— Start Excerpt to read —

How to convert HTML to PDF using C#

Most real-world applications face the need to generate PDFs from various content sources. This task often involves creating PDFs from custom HTML or directly from website URLs.

Earlier, you had to write lots of code to do this and it took a lot of time. But now, there are many good libraries and tools that let you do this easily with just a few lines of code.

In this article, we will look into some approaches that we can take to generate PDFs from HTML using C#.

Why using HTML for PDF conversion

i. Open and Mature Technology: HTML is an open standard, ensuring that the tools and technologies developed around it are widely available and well-understood. Its maturity signifies that most challenges and peculiarities have been thoroughly documented, making troubleshooting easier.

ii. Cost-effective: A wide range of tools, libraries, and APIs (both free and paid) are available to convert HTML to PDF. This diminishes the need for specialized PDF creation software.

iii. Embed Multimedia: HTML facilitates embedding multimedia elements like images, videos, and audios. Although not all these elements can be directly converted to PDF, using HTML as a source offers opportunities to create documents enriched with multimedia.

— End Excerpt to read —
— Start Data excerpts —

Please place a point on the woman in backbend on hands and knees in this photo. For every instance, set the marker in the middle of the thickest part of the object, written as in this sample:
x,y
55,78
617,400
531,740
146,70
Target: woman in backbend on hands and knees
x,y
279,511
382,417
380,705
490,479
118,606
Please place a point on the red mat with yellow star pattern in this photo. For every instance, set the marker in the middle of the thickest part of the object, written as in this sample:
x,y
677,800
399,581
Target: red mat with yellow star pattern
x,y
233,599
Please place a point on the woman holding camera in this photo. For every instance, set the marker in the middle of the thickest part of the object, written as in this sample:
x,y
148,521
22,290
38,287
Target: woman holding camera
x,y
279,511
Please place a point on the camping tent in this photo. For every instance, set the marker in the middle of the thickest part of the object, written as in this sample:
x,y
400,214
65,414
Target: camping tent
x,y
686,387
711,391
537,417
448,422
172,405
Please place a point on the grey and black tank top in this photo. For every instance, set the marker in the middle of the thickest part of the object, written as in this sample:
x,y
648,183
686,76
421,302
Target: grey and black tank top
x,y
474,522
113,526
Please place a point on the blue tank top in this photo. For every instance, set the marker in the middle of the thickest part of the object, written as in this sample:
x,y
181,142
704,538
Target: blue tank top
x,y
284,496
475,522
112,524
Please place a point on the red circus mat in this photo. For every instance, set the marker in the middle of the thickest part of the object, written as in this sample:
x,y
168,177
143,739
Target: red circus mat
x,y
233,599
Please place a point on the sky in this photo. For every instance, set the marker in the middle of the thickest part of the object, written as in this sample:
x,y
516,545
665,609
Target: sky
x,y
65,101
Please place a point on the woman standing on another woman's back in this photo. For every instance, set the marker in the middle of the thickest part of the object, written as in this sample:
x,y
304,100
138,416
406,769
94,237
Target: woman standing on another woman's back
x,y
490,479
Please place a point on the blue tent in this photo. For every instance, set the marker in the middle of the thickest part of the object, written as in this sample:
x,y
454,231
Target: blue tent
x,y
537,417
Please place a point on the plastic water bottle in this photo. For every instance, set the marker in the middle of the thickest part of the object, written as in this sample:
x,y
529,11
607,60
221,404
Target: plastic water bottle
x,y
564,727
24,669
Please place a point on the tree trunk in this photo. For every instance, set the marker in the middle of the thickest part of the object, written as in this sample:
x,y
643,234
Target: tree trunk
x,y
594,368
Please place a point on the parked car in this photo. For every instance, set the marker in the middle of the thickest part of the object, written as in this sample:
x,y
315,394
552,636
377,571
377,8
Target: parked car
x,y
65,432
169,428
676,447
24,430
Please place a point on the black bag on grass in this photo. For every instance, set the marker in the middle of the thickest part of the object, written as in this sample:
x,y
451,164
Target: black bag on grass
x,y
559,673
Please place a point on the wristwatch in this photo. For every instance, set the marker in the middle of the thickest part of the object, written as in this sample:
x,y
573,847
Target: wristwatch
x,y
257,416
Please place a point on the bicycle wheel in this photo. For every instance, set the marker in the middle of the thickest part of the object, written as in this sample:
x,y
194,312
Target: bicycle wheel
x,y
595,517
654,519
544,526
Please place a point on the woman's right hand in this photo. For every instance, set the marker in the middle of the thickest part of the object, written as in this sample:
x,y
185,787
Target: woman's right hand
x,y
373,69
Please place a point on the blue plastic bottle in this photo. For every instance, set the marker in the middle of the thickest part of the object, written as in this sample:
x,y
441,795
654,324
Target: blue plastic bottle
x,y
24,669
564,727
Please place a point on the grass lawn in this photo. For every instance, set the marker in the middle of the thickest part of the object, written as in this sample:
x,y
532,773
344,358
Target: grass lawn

— End Data excerpts —

* Goal of the exercise *
In the article on converting HTML to PDF with C#, what reasons are listed under the heading "Why using HTML for PDF conversion"? Give each reason's title.

* Exercise solution *
Open and Mature Technology
Cost-effective
Embed Multimedia